- _YOUR GOAL_
Write out the full listing below verbatim, reproducing every line in order without any change.

- _EXTRACTED RECORDS_
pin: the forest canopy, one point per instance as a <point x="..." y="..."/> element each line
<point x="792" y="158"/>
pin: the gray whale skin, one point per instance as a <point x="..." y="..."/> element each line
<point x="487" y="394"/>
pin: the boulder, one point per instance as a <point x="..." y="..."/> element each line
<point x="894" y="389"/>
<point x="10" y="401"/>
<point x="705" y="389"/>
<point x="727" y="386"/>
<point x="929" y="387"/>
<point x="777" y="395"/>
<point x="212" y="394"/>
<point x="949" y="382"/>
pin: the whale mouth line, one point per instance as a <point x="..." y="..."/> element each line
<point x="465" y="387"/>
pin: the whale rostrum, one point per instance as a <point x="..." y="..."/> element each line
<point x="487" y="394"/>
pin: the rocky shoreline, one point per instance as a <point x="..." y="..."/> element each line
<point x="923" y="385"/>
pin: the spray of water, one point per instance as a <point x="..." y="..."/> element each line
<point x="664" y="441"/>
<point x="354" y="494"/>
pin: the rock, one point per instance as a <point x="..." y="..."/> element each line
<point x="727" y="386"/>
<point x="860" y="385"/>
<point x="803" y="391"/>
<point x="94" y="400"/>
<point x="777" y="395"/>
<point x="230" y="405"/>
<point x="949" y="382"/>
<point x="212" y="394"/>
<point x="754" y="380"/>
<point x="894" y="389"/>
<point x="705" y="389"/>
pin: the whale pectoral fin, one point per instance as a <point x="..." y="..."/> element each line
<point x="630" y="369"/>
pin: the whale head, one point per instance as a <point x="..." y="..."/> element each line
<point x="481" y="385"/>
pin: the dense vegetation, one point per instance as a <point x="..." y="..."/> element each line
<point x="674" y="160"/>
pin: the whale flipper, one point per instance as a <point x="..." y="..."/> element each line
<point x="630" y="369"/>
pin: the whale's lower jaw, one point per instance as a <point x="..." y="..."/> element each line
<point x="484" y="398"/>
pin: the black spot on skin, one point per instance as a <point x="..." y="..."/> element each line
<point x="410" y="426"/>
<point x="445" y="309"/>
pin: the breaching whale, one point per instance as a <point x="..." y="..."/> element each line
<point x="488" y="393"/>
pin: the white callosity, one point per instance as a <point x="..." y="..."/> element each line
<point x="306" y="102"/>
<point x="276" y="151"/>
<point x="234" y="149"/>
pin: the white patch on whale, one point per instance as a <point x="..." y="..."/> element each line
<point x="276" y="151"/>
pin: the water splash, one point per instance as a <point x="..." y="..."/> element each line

- _RESULT OF THE EXERCISE_
pin: the forest canopy, one point per instance as a <point x="..." y="..."/> element each line
<point x="792" y="158"/>
pin: the gray whale skin, one point per instance as a <point x="..." y="..."/> element each line
<point x="487" y="394"/>
pin: the boulder, one point per instance as a <point x="..." y="..."/> element each line
<point x="894" y="389"/>
<point x="10" y="401"/>
<point x="705" y="389"/>
<point x="727" y="386"/>
<point x="929" y="387"/>
<point x="777" y="395"/>
<point x="212" y="394"/>
<point x="949" y="382"/>
pin: the whale mouth line, one point per instance as a <point x="..." y="..."/> element each line
<point x="465" y="387"/>
pin: the whale rostrum, one point per instance as a <point x="..." y="..."/> element each line
<point x="487" y="394"/>
pin: the rocky shoreline, one point per instance as a <point x="..." y="..."/> element each line
<point x="923" y="385"/>
pin: the spray of water, one point per instance as a <point x="..." y="..."/> element each line
<point x="664" y="441"/>
<point x="354" y="494"/>
pin: the rock, one point per instance as a <point x="..." y="..."/> element each line
<point x="727" y="386"/>
<point x="860" y="385"/>
<point x="803" y="391"/>
<point x="94" y="400"/>
<point x="777" y="395"/>
<point x="230" y="405"/>
<point x="949" y="382"/>
<point x="212" y="394"/>
<point x="754" y="380"/>
<point x="894" y="389"/>
<point x="705" y="389"/>
pin: the whale pectoral fin, one point per instance as a <point x="..." y="..."/> element each line
<point x="630" y="369"/>
pin: the whale head, one point per instance as a <point x="..." y="..."/> element each line
<point x="481" y="385"/>
pin: the dense vegetation, one point per instance as a <point x="..." y="..."/> element each line
<point x="674" y="160"/>
pin: the whale flipper, one point per instance as a <point x="..." y="..."/> element each line
<point x="630" y="369"/>
pin: the whale's lower jaw, one point per instance as a <point x="..." y="..."/> element each line
<point x="484" y="398"/>
pin: the black spot on skin, one point per instance as a <point x="..." y="..."/> element each line
<point x="410" y="426"/>
<point x="445" y="309"/>
pin: the breaching whale, one point per instance as a <point x="..." y="..."/> element each line
<point x="488" y="393"/>
pin: the white callosity, one point per instance as a <point x="..." y="..."/> element each line
<point x="306" y="102"/>
<point x="276" y="151"/>
<point x="234" y="149"/>
pin: the white patch on whale, one point per instance as a <point x="..." y="..."/> element each line
<point x="276" y="151"/>
pin: the water splash, one point per instance as a <point x="..." y="..."/> element each line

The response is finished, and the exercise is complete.